(Extract provided):
· · · ·

FIG. 3 shows a synchronous, self-timing neural network as a series of feedback loops.
In FIG. 3, system 30 is an abstraction of the KC applied to the biological neuron. System 30 consists of data places, through which data flows as data places 301, 311, and 321, and of timing places as timing places 302, 312, and 322, which stimulate the data places as 301, 311, and 321. The direction the data flows is bidirectional as in paths 305 and 306. The direction of timing paths is bidirectional as in paths 303 and 304. The timing places 302, 312, and 322 effectively open and close the data places 301, 311, and 321 to control when waiting data is allowed to flow. The timing places 302, 312, and 322 may be either physical clock cycles or logical looping structures, the duration for which constitutes a delay in system 30. System 301 supplies variable values to the system. The variable values are processed in steps 302 and 303 to produce a result in step 304.
In biology, a neuron is a cell nucleus and body with multiple dendrites as input paths, and a single axon as output path. The entry pathway of the dendrite to the neuron cell is a synapse and receptor where in the neurotransmitter fluid such as serotonin, ion transfers occur with calcium (Ca+), potassium (K+), and sodium (Na+).
Neural components can be represented as vector spaces such as an adaptive linear neuron or adaptive linear element (Adaline) composed of weight and bias vectors with a summation function (OR circuit), and also a multi-layered Adaline (Madaline) where two such units emulate a logical XOR function (exclusive OR circuit). Such components are examples of probabilistic methodology applied as an apparatus to map and mimic the biological neuron.
A “perceptron” can be represented as a binary classifier using a dot product to convert a real-valued vector to a single binary value which serves as a probabilistic methodology and apparatus to map and mimic the biological neuron.

· · · ·

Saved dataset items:

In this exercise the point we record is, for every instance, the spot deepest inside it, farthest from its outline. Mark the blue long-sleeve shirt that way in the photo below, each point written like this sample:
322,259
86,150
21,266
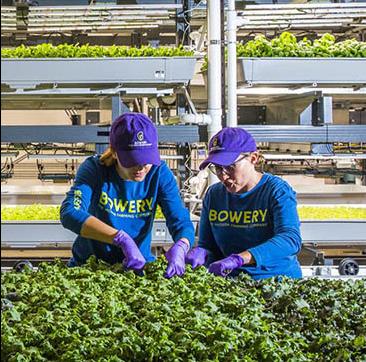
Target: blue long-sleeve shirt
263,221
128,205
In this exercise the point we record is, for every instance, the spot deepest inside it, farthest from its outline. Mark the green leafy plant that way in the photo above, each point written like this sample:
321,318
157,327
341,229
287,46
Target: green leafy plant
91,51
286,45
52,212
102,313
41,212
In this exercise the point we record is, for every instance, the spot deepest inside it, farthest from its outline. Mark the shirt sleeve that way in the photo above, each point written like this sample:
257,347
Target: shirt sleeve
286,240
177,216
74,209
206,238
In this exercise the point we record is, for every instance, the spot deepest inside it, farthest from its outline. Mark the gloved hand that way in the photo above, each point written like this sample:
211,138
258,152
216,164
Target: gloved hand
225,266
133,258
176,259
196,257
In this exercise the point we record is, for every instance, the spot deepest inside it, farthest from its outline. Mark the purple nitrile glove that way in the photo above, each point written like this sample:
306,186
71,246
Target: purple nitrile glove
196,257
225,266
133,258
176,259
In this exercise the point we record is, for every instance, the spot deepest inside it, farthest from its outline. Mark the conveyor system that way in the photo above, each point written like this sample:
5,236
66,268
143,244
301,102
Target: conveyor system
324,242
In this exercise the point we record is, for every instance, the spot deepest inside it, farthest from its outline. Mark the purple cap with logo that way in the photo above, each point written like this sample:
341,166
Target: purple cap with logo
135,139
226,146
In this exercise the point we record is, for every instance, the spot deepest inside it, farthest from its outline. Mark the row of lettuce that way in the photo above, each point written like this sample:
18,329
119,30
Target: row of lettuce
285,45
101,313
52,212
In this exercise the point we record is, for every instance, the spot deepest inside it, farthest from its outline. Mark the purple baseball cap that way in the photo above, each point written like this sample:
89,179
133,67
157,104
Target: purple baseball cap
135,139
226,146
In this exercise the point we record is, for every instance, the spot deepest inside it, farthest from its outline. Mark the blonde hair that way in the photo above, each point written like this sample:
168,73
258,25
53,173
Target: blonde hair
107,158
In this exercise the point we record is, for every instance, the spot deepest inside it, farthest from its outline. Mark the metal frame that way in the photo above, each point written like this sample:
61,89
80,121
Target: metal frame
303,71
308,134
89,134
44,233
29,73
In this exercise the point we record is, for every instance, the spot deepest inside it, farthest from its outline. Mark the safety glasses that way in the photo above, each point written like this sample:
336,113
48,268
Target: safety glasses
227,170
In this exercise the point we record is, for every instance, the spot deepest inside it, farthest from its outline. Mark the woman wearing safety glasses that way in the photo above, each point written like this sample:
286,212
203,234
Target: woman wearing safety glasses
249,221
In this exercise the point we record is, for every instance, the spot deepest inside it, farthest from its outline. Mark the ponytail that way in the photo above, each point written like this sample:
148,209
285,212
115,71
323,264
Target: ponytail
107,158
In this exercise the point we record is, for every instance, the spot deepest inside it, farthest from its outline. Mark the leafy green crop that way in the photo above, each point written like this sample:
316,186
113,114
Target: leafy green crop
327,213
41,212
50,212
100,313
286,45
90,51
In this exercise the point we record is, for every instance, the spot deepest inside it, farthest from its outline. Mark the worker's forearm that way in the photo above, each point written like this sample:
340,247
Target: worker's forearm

· · · ·

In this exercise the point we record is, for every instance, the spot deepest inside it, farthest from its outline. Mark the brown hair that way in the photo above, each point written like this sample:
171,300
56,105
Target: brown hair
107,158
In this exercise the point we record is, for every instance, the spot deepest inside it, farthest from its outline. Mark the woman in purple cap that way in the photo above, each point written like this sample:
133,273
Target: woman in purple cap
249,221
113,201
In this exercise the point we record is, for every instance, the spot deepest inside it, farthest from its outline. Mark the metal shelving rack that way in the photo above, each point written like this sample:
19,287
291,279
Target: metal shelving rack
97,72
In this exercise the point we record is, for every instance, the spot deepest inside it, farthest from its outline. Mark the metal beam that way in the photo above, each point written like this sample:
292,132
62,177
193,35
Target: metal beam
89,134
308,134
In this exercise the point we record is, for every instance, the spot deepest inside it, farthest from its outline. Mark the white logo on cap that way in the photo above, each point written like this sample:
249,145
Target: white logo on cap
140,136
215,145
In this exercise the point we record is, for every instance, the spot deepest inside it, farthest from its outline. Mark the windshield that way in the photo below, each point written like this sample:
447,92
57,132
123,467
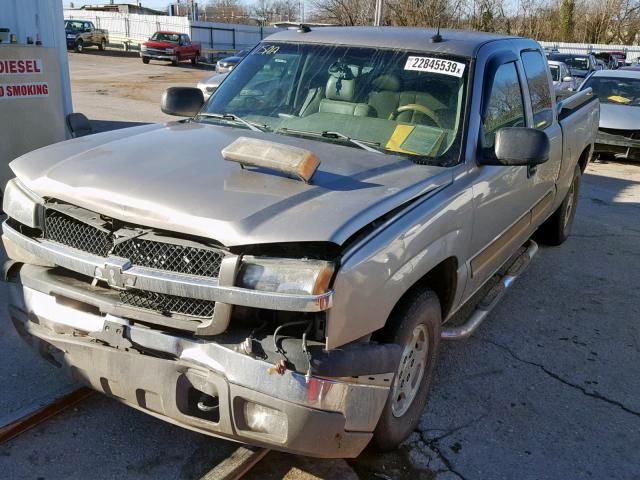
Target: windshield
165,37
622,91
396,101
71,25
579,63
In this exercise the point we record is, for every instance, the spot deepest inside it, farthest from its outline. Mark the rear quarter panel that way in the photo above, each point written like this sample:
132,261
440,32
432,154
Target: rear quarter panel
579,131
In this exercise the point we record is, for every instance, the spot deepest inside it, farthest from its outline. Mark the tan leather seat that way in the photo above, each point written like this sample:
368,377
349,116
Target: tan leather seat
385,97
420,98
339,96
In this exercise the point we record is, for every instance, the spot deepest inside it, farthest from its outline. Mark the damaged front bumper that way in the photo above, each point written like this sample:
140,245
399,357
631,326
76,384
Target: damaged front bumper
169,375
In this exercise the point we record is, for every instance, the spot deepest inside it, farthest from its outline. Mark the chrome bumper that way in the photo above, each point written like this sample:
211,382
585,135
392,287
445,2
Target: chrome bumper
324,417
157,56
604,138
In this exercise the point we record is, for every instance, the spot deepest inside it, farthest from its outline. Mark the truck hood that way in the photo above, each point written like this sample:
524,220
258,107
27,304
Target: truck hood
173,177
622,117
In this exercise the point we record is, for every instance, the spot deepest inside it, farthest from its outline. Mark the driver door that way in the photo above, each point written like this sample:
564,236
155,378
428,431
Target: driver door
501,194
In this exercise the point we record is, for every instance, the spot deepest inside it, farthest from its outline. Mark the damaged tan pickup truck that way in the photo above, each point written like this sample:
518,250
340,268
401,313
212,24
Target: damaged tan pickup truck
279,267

· · · ·

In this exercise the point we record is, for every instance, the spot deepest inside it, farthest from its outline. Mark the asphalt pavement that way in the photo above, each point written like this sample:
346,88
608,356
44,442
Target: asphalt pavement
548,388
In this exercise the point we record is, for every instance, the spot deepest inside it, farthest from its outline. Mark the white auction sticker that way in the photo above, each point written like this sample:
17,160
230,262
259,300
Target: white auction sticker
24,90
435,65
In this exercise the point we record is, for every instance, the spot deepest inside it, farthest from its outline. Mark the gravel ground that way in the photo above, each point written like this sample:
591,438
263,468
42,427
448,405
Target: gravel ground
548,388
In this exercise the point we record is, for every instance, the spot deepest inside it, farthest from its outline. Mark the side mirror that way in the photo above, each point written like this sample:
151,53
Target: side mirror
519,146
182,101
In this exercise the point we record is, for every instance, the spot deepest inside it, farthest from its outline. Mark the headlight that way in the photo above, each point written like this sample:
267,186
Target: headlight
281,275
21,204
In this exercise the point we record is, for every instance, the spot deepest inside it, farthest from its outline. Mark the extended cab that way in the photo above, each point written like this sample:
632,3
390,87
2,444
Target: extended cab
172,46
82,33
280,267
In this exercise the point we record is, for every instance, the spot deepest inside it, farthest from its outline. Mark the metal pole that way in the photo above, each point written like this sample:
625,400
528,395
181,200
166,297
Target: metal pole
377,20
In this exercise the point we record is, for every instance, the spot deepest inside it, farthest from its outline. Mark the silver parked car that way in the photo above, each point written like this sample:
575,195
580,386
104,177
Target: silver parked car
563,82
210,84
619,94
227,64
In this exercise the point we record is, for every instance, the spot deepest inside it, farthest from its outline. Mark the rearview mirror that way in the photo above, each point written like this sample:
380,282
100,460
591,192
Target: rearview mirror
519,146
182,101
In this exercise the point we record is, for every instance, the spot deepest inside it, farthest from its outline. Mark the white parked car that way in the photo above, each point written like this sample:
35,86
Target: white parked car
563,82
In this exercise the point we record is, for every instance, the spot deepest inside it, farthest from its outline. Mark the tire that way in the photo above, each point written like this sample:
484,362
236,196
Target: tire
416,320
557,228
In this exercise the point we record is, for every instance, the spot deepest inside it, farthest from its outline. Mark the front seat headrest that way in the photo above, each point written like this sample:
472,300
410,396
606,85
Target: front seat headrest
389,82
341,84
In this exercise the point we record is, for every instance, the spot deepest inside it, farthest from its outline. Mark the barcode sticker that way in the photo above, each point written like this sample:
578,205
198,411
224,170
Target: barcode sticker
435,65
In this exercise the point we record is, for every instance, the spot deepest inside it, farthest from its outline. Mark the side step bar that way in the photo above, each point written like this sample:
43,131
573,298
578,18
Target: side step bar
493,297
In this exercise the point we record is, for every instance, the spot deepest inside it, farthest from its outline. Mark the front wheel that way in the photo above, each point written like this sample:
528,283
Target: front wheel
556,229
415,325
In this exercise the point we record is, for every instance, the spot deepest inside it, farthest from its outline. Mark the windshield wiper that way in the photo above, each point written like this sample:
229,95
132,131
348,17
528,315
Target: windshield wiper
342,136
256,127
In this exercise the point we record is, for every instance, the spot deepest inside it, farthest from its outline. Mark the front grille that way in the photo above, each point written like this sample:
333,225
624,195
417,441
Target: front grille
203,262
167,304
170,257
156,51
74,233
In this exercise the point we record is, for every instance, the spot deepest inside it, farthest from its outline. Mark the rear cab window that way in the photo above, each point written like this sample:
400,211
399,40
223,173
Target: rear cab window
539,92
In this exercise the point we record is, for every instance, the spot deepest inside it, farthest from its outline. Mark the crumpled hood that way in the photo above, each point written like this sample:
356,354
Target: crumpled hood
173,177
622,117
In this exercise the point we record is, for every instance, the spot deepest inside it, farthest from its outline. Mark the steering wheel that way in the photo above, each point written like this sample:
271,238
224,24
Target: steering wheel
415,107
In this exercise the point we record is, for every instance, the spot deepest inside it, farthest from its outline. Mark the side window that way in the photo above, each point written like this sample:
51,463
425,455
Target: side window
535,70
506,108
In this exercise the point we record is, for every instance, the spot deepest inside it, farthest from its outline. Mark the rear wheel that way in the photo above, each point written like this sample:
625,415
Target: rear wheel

· · · ·

(Exercise requirements): Write what comes next in the passage on neural networks and the biological neuron, starting right after its final sentence. This material has no connection to the passage on neural networks.

(Exercise output):
A “spike neuron” or “spiking neuron” can be represented as a conductive network based on temporal or time bias and differential equations or calculus which serves as a probabilistic methodology and apparatus to map and mimic the biological neuron.
One deficiency with the neural network in the related art is that as it is based on a vector space, a solution is ultimately not bivalent, is probabilistic, and hence is undecidable. (That bivalency is not a vector space is disclosed in Colin James III, Proof of Four Valued Bit Code (4vbc) as a Group, Ring, and Module, World Congress and School on Universal Logic III, Estoril, Portugal, 2010 (“James 2010”), herein incorporated by reference in its entirety for all purposes.)
Another deficiency is that an exclusive OR (XOR) function is sometimes mistakenly developed in a neural network to mimic a neuron. The logical XOR connective is orthogonal or effectively perpendicular as a mathematical operator. However, biological bodies are not rectilinear, but rather based on a phi or Phi ratio of (1±(5^0.5))/2, and meaning that there are no right angles (90-degree arcs) in biology per se. While the logical XOR connective may be constructed from the NOR or NAND logical connectives, there is no evidence that the XOR function is built into the neuron, or necessarily should be.
Yet another deficiency with the related art is that the perceptron and spike neuron can accept any input without discrimination.